## Given data
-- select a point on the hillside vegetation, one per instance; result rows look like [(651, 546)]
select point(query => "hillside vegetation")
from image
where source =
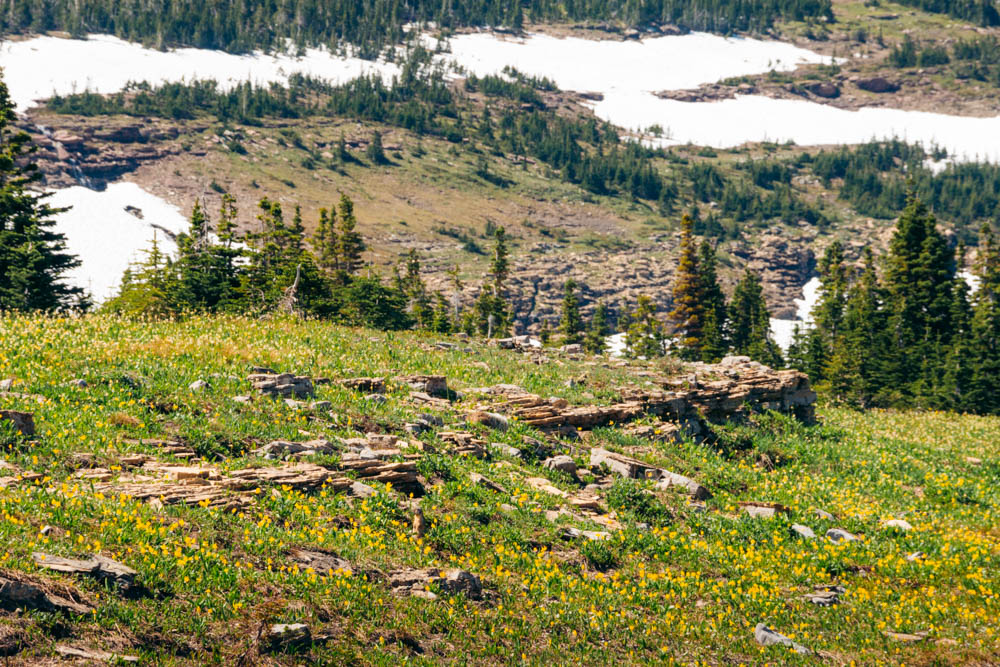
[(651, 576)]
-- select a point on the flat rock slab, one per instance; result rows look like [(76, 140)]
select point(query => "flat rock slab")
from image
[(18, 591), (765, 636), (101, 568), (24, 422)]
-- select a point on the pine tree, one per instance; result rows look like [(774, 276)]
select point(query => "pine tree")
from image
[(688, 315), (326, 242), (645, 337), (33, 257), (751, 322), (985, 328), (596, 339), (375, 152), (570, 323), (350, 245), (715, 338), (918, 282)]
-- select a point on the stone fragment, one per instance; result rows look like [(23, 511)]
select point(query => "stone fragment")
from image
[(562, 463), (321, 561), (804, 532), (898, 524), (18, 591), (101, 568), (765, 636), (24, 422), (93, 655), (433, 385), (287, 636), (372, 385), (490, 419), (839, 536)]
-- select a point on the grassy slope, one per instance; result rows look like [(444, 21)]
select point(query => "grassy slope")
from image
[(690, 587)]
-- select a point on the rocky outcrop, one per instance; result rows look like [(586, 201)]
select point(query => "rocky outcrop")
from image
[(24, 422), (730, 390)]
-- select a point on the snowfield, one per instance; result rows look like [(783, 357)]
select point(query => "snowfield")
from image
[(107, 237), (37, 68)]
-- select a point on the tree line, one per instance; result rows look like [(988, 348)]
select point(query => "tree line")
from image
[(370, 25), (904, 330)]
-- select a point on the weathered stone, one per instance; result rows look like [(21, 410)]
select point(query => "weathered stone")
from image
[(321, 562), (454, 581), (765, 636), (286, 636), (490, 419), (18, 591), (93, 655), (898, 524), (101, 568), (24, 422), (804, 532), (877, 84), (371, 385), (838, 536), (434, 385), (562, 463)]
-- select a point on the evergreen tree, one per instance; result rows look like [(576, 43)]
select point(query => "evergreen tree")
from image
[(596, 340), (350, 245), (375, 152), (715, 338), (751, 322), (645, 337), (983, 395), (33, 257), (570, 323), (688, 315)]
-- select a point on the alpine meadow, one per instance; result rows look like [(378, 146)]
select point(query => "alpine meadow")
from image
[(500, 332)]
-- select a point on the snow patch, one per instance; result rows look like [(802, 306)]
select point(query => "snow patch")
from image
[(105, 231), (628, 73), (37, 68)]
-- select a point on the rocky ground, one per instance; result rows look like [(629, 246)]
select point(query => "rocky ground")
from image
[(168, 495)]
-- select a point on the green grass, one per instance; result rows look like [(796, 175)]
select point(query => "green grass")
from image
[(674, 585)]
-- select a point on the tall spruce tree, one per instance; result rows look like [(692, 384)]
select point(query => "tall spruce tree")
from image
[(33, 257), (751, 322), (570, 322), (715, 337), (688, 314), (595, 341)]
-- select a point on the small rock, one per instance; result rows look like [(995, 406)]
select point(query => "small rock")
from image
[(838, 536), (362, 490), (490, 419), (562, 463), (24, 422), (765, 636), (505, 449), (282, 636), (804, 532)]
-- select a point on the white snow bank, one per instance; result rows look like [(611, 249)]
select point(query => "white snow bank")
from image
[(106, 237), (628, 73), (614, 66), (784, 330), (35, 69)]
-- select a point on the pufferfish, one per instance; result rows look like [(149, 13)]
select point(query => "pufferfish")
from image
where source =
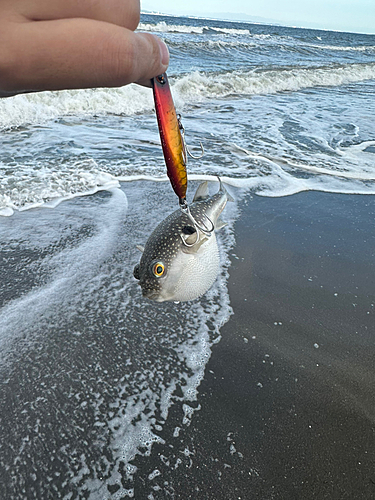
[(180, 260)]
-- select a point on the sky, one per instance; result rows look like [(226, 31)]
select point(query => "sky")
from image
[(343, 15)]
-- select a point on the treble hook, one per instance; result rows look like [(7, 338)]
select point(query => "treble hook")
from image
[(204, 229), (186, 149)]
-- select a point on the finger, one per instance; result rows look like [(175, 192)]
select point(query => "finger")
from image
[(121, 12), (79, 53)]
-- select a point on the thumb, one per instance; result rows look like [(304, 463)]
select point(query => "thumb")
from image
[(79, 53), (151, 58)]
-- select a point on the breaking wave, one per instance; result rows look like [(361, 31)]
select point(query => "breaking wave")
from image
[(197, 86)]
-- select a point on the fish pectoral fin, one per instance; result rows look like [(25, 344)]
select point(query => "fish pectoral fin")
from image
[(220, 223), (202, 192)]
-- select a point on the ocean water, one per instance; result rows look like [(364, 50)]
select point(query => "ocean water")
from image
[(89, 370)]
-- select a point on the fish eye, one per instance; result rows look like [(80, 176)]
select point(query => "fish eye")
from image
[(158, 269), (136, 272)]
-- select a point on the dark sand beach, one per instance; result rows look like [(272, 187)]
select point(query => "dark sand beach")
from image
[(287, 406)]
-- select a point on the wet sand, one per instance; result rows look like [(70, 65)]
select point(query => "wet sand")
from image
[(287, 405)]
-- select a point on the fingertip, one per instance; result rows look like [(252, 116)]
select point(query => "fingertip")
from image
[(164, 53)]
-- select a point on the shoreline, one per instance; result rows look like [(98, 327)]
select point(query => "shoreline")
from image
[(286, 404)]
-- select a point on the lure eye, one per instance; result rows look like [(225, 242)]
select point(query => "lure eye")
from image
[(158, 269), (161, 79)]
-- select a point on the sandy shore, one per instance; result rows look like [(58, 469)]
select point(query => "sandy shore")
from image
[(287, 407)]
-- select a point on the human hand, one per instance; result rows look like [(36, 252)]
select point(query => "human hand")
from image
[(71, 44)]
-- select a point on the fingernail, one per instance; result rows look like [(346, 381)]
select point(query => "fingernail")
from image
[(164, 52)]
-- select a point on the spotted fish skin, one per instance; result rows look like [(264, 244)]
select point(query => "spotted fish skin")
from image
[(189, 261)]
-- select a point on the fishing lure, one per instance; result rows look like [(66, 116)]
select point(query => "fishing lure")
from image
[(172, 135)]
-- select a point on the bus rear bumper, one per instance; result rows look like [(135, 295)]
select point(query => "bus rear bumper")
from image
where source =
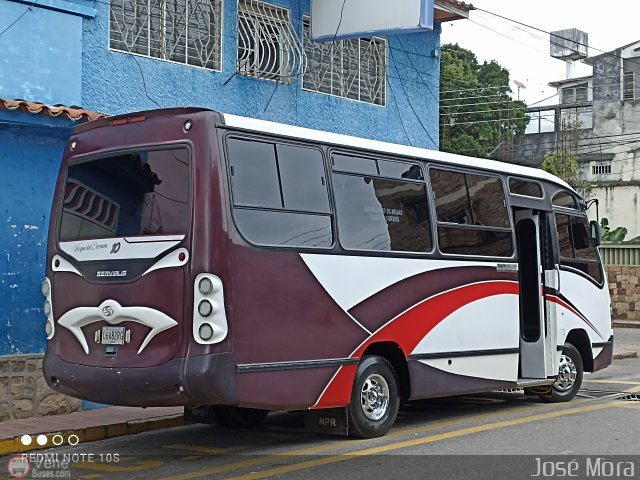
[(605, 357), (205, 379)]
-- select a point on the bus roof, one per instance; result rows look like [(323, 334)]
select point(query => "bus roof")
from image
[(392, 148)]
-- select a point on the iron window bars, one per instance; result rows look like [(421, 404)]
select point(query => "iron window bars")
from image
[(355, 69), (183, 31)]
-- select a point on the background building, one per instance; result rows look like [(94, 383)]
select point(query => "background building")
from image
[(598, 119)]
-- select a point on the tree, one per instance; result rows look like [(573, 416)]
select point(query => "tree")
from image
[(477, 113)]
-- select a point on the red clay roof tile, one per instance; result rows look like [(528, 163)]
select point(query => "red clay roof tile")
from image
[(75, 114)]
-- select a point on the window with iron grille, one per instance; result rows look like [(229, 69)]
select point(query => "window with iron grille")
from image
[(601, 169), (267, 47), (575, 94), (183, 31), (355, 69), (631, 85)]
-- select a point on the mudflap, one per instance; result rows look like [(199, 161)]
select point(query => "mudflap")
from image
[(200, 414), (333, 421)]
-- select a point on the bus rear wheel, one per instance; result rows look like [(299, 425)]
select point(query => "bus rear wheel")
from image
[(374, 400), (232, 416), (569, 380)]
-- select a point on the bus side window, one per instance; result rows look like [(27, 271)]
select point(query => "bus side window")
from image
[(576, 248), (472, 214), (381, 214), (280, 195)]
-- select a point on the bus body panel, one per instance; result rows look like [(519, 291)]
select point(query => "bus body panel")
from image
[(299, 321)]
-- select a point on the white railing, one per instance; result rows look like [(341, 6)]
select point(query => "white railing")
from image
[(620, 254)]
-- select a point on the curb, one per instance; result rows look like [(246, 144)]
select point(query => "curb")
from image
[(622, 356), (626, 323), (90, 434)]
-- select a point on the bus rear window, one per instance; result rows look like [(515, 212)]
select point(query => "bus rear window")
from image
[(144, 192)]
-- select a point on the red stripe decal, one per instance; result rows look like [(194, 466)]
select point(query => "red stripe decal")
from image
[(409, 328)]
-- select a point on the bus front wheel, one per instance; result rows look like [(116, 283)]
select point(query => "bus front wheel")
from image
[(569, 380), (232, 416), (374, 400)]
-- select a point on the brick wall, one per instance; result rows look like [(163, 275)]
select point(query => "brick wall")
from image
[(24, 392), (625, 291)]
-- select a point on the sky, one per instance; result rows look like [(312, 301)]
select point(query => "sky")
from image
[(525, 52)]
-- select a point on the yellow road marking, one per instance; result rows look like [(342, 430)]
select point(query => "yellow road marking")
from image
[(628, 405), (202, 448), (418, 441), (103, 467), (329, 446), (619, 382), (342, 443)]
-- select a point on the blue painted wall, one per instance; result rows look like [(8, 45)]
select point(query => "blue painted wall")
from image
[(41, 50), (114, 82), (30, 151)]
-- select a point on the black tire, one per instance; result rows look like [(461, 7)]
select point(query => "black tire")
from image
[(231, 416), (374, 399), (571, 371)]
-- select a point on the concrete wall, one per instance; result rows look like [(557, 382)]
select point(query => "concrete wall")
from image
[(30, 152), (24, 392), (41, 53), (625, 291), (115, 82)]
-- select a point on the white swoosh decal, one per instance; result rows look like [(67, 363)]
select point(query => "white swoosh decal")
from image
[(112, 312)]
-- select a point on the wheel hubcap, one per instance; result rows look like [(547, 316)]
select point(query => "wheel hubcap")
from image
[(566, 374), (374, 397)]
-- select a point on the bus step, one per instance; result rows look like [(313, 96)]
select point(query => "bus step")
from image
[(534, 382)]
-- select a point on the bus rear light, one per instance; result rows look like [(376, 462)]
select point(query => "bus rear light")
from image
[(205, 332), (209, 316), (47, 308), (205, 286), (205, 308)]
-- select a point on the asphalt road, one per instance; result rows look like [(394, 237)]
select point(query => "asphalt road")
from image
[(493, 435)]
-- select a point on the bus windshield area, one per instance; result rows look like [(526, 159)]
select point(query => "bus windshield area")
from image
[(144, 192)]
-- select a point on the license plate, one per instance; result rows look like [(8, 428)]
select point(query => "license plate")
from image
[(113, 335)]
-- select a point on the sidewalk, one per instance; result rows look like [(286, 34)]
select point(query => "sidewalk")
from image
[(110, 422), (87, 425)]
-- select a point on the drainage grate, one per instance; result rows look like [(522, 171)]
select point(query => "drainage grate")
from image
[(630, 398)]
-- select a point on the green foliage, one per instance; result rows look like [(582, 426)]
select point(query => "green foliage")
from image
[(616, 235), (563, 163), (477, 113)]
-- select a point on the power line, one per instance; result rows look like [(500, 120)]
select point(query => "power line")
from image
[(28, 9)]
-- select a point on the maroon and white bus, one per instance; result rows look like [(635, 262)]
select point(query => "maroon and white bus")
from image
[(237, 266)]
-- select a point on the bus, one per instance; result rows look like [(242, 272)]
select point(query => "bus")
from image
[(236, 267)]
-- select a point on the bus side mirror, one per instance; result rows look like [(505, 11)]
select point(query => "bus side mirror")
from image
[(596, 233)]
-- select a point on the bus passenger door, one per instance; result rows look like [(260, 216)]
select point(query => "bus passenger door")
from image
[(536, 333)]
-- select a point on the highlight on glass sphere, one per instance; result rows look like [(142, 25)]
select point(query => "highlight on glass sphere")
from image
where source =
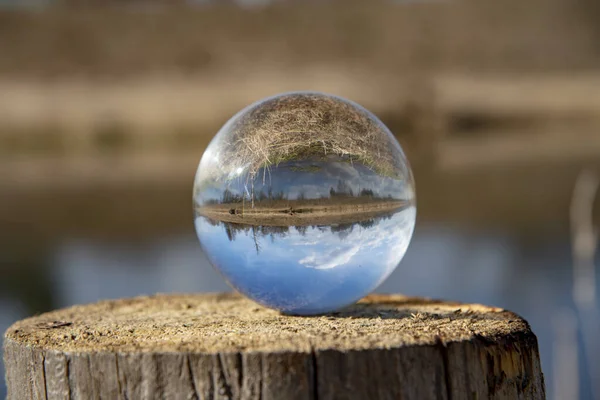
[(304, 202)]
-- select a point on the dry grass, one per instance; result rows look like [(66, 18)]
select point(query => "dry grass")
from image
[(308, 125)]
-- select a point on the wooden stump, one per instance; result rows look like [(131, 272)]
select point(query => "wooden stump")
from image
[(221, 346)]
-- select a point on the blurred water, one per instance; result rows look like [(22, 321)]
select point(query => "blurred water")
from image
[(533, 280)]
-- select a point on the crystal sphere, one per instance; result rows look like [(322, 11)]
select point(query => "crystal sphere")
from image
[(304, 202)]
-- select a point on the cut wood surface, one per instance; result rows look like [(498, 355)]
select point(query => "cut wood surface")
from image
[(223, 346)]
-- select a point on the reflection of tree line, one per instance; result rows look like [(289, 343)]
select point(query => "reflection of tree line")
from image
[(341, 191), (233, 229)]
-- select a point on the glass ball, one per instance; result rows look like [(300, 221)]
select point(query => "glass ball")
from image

## What you should do
Omit the pictures and write out the lines above from the one with "-- select a point on the power" through the last, unchanged.

## Solution
-- select a point on the power line, one per instance; result rows look like [(500, 120)]
select point(query => "power line")
from image
[(28, 9)]
-- select a point on the maroon and white bus, one per instance; result rows look like [(635, 262)]
select point(query => "maroon and white bus")
from image
[(237, 266)]
-- select a point on the bus, one per instance; result rows look like [(242, 272)]
select point(query => "bus")
from image
[(236, 267)]
-- select a point on the bus side mirror, one per instance; result rows look like [(505, 11)]
select point(query => "bus side mirror")
from image
[(596, 233)]
-- select a point on the bus passenger door, one per instance; result rows look like [(260, 216)]
select point(query => "bus passenger door")
from image
[(536, 333)]
-- select a point on the highlight on glass sphere, one per instance; result rows look like [(142, 25)]
select point(query => "highlight on glass sphere")
from image
where source =
[(304, 202)]
-- select a point on the dry grass, one per instance; result rows look like [(66, 18)]
select point(query => "dry grass")
from image
[(308, 125)]
-- select a point on the wooden stump, one per instance; result rows look like [(131, 272)]
select point(query => "wooden stump")
from image
[(221, 346)]
-- select a point on the blurred water, one per instance; result rows look like [(22, 321)]
select point(query => "blurred water")
from image
[(533, 280)]
-- select a point on the crystal sphere, one per instance; result rows look like [(322, 11)]
select point(query => "crystal sphere")
from image
[(304, 202)]
-- select a point on the cut wood surface, one per instance; result rows look like [(498, 355)]
select point(query => "cut wood surface")
from image
[(223, 346)]
-- select a point on the reflection of tree line, one per instance; result rows look like [(289, 343)]
select point(query => "reflection of tree line")
from image
[(341, 191), (233, 229)]
-- select a point on the glass ball, one per instance; result rows look like [(300, 221)]
select point(query => "glass ball")
from image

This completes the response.